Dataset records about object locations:
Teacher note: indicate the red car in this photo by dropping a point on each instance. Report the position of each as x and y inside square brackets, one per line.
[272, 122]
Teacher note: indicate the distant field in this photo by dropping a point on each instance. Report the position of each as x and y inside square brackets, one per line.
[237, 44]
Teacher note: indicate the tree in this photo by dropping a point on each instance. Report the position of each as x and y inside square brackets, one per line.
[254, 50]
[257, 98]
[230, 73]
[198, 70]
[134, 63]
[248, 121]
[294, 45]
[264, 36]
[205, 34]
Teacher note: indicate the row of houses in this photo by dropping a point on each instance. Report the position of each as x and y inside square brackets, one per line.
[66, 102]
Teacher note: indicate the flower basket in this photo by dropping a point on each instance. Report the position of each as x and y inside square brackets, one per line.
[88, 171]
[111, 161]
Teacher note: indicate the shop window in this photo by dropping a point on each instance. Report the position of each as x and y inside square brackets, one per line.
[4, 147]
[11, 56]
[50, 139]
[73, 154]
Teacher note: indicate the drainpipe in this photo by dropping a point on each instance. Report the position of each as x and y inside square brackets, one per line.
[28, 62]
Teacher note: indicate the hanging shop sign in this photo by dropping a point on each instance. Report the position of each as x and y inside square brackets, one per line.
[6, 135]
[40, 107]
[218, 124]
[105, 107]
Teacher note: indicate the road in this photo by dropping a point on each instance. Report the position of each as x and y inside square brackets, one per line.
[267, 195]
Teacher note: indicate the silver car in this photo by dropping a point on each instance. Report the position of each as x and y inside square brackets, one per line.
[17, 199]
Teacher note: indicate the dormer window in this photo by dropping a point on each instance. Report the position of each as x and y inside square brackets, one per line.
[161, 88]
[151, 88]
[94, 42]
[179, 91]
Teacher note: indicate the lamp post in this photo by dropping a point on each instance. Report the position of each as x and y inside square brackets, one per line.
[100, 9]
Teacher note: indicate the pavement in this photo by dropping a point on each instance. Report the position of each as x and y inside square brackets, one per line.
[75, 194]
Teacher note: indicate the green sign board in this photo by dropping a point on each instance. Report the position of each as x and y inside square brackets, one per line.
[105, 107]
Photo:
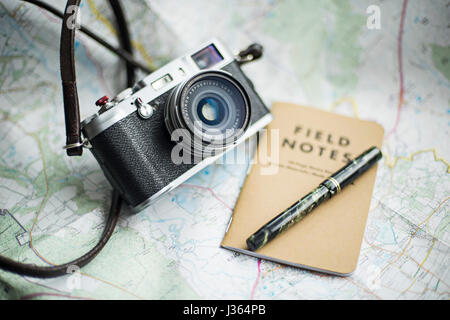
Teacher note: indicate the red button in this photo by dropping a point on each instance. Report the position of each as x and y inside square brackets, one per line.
[102, 101]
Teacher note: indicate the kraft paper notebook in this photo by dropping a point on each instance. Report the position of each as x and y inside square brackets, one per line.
[313, 144]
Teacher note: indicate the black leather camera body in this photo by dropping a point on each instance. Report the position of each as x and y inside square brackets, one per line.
[132, 135]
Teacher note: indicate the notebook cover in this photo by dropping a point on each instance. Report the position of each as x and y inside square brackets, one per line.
[313, 145]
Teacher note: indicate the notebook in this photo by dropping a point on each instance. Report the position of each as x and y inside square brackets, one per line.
[313, 144]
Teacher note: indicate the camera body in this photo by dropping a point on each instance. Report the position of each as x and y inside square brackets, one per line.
[130, 136]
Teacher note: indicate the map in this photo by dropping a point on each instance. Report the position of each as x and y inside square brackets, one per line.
[385, 61]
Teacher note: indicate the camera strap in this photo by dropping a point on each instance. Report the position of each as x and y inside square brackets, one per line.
[74, 145]
[73, 132]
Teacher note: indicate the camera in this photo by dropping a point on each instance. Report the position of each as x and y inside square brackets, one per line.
[194, 108]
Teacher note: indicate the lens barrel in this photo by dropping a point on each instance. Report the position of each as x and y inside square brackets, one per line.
[210, 112]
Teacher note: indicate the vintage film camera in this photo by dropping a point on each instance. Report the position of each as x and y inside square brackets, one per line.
[203, 96]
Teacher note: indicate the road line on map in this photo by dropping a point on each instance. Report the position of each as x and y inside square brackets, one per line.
[40, 294]
[346, 99]
[415, 278]
[137, 45]
[400, 68]
[207, 189]
[411, 237]
[393, 163]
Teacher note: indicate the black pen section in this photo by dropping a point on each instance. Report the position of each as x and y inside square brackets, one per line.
[324, 191]
[357, 167]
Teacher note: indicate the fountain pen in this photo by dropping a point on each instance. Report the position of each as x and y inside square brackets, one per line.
[305, 205]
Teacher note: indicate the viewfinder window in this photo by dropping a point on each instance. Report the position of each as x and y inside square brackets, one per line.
[161, 82]
[207, 57]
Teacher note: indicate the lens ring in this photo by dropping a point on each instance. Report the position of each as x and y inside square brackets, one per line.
[227, 106]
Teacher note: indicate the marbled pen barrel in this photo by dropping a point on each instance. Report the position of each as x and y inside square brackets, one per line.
[324, 191]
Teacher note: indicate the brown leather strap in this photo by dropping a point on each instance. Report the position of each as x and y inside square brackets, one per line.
[67, 63]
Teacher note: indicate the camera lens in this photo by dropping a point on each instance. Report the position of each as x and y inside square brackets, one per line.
[212, 108]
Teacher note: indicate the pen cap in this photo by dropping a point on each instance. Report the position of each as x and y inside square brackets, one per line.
[357, 167]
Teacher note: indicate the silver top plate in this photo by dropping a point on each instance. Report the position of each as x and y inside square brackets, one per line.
[153, 86]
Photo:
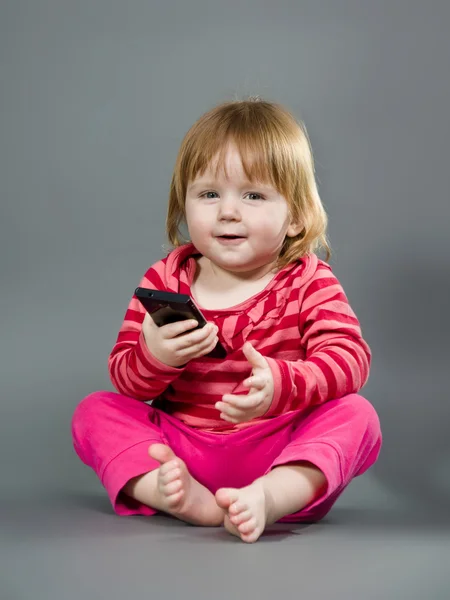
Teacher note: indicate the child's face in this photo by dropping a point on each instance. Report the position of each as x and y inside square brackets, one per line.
[215, 207]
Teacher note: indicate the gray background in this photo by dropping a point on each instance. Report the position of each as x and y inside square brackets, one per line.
[96, 97]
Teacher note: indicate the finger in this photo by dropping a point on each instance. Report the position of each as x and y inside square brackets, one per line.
[172, 330]
[241, 403]
[198, 336]
[255, 382]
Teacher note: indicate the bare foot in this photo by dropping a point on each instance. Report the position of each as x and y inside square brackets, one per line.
[179, 494]
[247, 510]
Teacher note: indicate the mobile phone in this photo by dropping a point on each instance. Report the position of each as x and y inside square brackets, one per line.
[169, 307]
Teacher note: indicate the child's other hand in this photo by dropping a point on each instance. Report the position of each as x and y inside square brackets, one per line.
[175, 344]
[240, 409]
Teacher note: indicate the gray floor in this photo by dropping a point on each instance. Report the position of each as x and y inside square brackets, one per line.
[75, 547]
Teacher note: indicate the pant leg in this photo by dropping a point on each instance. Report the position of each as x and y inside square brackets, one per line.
[111, 434]
[343, 439]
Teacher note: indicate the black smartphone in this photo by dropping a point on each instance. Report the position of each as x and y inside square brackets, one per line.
[168, 307]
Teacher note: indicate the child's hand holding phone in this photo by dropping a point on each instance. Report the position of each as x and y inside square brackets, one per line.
[175, 344]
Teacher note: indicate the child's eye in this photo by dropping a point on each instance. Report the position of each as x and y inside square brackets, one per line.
[248, 194]
[255, 194]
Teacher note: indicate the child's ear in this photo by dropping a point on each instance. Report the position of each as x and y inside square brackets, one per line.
[294, 229]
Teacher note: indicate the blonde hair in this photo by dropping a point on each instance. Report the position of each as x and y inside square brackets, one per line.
[274, 148]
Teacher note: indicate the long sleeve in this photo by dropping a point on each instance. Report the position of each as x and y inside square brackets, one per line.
[133, 370]
[337, 359]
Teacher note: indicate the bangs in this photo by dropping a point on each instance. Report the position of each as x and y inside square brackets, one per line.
[264, 146]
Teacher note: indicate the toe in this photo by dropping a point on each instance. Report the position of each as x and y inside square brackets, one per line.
[248, 526]
[241, 517]
[226, 496]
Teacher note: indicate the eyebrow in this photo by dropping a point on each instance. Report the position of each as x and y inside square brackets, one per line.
[213, 184]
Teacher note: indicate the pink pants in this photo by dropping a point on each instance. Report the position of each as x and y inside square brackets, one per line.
[112, 434]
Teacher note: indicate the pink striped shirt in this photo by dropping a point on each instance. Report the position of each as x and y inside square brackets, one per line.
[301, 323]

• **EXERCISE GOAL**
Transcribe the full listing above exactly, with the images removed.

• **ANSWER BELOW**
Teacher note: indicate the red car in this photo by dropping a point on each instance. Report the position of each as x and y inside square brackets, one per line.
[272, 122]
Teacher note: indicate the distant field in this photo by dropping a point on each instance. Report the position of each as x and y inside square brackets, one per line.
[237, 44]
Teacher note: indicate the tree in this photo by dropping a point on each instance. Report the position of each as x and y inside square brackets, one per line.
[254, 50]
[257, 98]
[230, 73]
[198, 70]
[134, 63]
[248, 121]
[294, 45]
[264, 36]
[205, 34]
Teacher note: indicate the row of houses in this photo by dropping a point on each instance. Report the position of each as x and y inside square brackets, one per line.
[66, 102]
Teacher note: indicate the flower basket in this photo by dropping a point on each instance. Report the position of each as x and y inside square brackets, one per line.
[88, 171]
[111, 161]
Teacher note: indicate the shop window in this photo by dropping a point on each instance. Report the position of each as x and y inside square brackets, one per line.
[4, 147]
[11, 56]
[50, 139]
[73, 154]
Teacher note: indicate the drainpipe in this photo by dropping a point on each instance. Report the position of each as x and y inside square brackets, one per line.
[28, 62]
Teacher note: indicate the hanging shop sign in this photo by dropping a point on each instance. Report the position of each as x and y inside square brackets, one per line.
[6, 135]
[40, 107]
[218, 124]
[105, 107]
Teacher note: indicate the road in this photo by dropping a point on each instance. Report the position of each as x and y inside square brackets, one per line.
[267, 195]
Teacher note: indicate the silver car in this photo by dropping a point on each instance. Report the position of each as x and y inside square brackets, one per line.
[17, 199]
Teacher note: indicate the dormer window in this photo by dropping a point on each instance. Report the position of each as x and y inside square brackets, one per line.
[161, 88]
[151, 88]
[94, 42]
[179, 91]
Teacher note: indicate the lamp post in this photo by dropping a point on each instance. Report the position of each as x and y inside square brackets, one per line.
[100, 9]
Teacher note: indicate the pavement in this photo by dropping a point on each instance. Report the position of each as x and y inside square brackets, one per line.
[75, 194]
Teacher note: indicate the green sign board in this photo by dropping a point on each instance. Report the position of each as x and y inside square brackets, one per line.
[105, 107]
Photo:
Teacher note: indicate the red button in this photo by dropping a point on each instance. Report the position of each as x and y inside square brackets, one per line.
[102, 101]
Teacher note: indicate the kraft paper notebook in this photo by dropping a point on each instance. Report the position of each as x and y inside square brackets, one per line.
[313, 144]
Teacher note: indicate the black leather camera body in this photo by dropping a point on each instance. Report the position of each as x and y inside square brackets, one per line.
[132, 135]
Teacher note: indicate the notebook cover in this photo by dropping a point on each instance. Report the position of each as x and y inside square brackets, one per line.
[313, 145]
Teacher note: indicate the notebook in this photo by dropping a point on each instance. Report the position of each as x and y inside square brackets, one per line.
[313, 144]
Teacher note: indicate the camera body in this photo by dropping a point on each instance. Report the position of each as x and y inside square brackets, one per line.
[130, 136]
Teacher note: indicate the map in this photo by dropping a point on each instance. Report the position of each as x and y inside square brackets, one per line.
[385, 61]
Teacher note: indicate the camera strap in this photo by dropping a point on each instance. Report the position of each as x and y inside square brackets, one per line.
[74, 145]
[73, 132]
Teacher note: indicate the camera in this photo by dropping a point on each instance. Report the position of each as x and y inside square brackets, one per line.
[194, 108]
Teacher note: indicate the lens barrel in this photo by dropping a point on each instance. Report the position of each as x and y inside square brackets, one per line.
[210, 112]
Teacher note: indicate the vintage film camera in this photo by dropping a point on each instance. Report the position of each as x and y inside square brackets, one per line.
[203, 96]
Teacher note: indicate the road line on map in this photo by dropping a point on each instance. Report the position of each as x and y inside square brackets, one per line.
[40, 294]
[346, 99]
[415, 278]
[137, 45]
[400, 68]
[207, 189]
[411, 237]
[393, 163]
Teacher note: indicate the black pen section in this photo by dropping a point on each instance. Report the position of each as x and y inside square brackets, one per line.
[324, 191]
[357, 167]
Teacher note: indicate the fountain pen in this photo by dropping a point on each instance. Report the position of each as x and y inside square brackets, one per line.
[305, 205]
Teacher note: indicate the viewfinder window in this photo by dropping a point on each instance. Report the position of each as x and y inside square brackets, one per line.
[161, 82]
[207, 57]
Teacher note: indicate the lens ring in this photo by dropping a point on each instance. Report the position of each as x and y inside square brackets, one per line.
[227, 106]
Teacher note: indicate the marbled pen barrel in this photo by dropping a point on each instance. Report the position of each as x and y inside square brackets, one per line.
[324, 191]
Teacher note: indicate the brown leather strap in this photo by dropping a point on each instance. Report the position of each as x and y inside square brackets, one per line.
[67, 63]
Teacher note: indicate the camera lens in this photo by dropping a point on each instance. Report the position of each as x and y inside square brackets, one per line.
[212, 108]
Teacher note: indicate the pen cap in this photo by dropping a point on each instance. Report the position of each as x and y inside square brackets, one per line.
[357, 167]
Teacher note: indicate the silver top plate in this photo by dropping a point on each instance. Report the position of each as x and y inside square brackets, one per line.
[153, 86]
Photo:
Teacher note: indicate the child's face in this photo by dropping a point on each instance. Report the position of each as x and y inside square brackets, one per line.
[215, 207]
Teacher note: indicate the gray background in this photo by dropping a point on each instance. Report the position of each as x and y inside square brackets, one per line.
[96, 97]
Teacher note: indicate the finger in this photo by dropping a point on each instance. Report the position of each as x and y inside square brackets, one per line.
[172, 330]
[241, 403]
[198, 336]
[255, 382]
Teacher note: indicate the bare foot in this photo by dropping a point on each instance. Report the position of each as x and y inside square brackets, one per line.
[179, 494]
[247, 510]
Teacher note: indicate the mobile phone in this photo by dropping a point on each instance. Report the position of each as x and y inside square brackets, one per line.
[169, 307]
Teacher note: indicate the child's other hand in this photo by dropping a point on each instance. Report the position of each as x and y inside square brackets, one per line.
[175, 344]
[240, 409]
Teacher note: indicate the gray floor in this photo by dropping a point on each instance. Report the position of each as x and y inside square brackets, one per line.
[75, 547]
Teacher note: indicate the pant leg in this photo by dropping a point on each instance. Report the position of each as x and y inside square brackets, one per line.
[111, 434]
[343, 439]
Teacher note: indicate the black smartphone in this photo by dropping a point on each instance. Report the position of each as x and y inside square brackets, one per line.
[168, 307]
Teacher note: indicate the child's hand holding phone in this photo by dropping a point on each instance. Report the position of each as x and y inside square brackets, one per line.
[175, 344]
Teacher note: indicate the child's eye in this photo by dropping a point on each instance. Report the position of each as x and y inside square brackets, one per line.
[248, 194]
[255, 194]
Teacher note: indicate the child's ear in this photo by dropping a point on each instance. Report the position of each as x and y inside square brackets, one per line.
[294, 229]
Teacher note: indicate the blonde hair in this photo by dropping a point on each instance. Report the position of each as x and y inside square brackets, one per line.
[274, 148]
Teacher note: indicate the long sleeve in this photo by dropping a point on each instance. Report the position of each as x and y inside square brackets, one per line.
[133, 370]
[337, 359]
Teacher note: indicate the bangs in this photo by dropping a point on each instance. Report the position of each as x and y inside square brackets, one per line.
[264, 146]
Teacher note: indicate the toe in this photo by dropping a point on each instance. Report the position of each as x and y inside square brackets, one per line.
[248, 526]
[241, 517]
[226, 496]
Teacher note: indicate the eyebrow in this photo by dropping a point on each instance. Report the position of each as x and y inside square brackets, one per line.
[213, 184]
Teacher note: indicate the pink pants in this photo by dropping a point on each instance. Report the position of each as x and y inside square brackets, one per line.
[112, 434]
Teacher note: indicate the pink striped shirt in this photo by dropping a point on each instance. Report the position of each as x and y inside square brackets, one per line.
[301, 323]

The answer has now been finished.